=== Exercise inputs ===

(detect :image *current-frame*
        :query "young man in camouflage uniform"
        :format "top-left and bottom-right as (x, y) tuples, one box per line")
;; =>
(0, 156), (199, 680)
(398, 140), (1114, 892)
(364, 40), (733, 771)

===
=== Exercise inputs ===

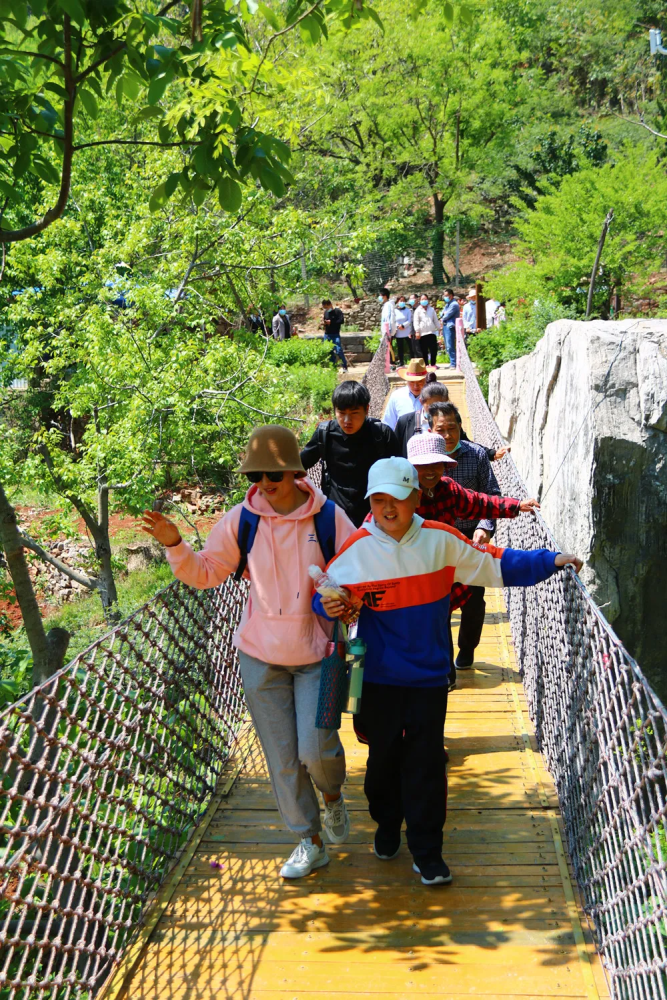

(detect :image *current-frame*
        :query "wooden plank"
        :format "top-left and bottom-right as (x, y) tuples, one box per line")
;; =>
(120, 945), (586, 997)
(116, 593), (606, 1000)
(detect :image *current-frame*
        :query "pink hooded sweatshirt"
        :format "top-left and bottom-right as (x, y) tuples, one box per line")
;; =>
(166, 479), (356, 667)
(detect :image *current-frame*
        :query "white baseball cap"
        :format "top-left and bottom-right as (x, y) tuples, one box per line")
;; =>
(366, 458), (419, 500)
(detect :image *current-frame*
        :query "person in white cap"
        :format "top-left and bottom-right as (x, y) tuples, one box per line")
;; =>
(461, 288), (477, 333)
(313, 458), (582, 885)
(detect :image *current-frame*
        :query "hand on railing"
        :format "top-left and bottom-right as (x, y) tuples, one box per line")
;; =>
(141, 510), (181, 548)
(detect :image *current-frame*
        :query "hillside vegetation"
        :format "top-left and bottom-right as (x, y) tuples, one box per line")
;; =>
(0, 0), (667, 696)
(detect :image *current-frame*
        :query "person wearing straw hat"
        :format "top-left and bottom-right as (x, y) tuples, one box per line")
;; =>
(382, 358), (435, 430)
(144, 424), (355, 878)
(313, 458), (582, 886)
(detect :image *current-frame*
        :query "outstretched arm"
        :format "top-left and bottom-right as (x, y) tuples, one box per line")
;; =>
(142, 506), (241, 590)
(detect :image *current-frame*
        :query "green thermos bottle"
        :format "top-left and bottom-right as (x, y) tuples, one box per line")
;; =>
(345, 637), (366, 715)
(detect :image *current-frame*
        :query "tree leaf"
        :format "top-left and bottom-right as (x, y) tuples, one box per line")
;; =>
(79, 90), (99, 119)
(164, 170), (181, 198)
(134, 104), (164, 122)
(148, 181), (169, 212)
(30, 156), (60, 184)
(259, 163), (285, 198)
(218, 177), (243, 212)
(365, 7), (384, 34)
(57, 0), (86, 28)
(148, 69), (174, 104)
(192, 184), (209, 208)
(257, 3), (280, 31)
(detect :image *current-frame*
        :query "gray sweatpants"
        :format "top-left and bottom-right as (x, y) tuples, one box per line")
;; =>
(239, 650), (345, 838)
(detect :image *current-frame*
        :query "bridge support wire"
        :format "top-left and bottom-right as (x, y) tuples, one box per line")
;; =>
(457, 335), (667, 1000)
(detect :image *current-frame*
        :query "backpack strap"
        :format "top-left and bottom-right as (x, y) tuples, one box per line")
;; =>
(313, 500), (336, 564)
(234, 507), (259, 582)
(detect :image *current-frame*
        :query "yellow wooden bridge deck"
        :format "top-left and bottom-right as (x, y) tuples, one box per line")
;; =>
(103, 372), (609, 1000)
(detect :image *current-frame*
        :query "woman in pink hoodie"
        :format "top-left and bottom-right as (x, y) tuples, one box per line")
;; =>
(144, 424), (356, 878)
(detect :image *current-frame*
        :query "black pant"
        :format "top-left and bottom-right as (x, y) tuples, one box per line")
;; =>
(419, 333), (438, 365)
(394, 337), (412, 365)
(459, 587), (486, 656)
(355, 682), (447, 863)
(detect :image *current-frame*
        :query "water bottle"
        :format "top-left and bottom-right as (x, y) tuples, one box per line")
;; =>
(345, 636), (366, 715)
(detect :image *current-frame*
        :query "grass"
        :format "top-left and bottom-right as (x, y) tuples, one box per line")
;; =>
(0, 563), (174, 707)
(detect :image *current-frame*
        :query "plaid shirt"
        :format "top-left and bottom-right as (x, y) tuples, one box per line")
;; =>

===

#### What the exercise asks:
Select and copy every line of the items above that contains the word "bridge".

#### Response:
        :query "bridge support wire"
        :query "yellow wooden bridge deck"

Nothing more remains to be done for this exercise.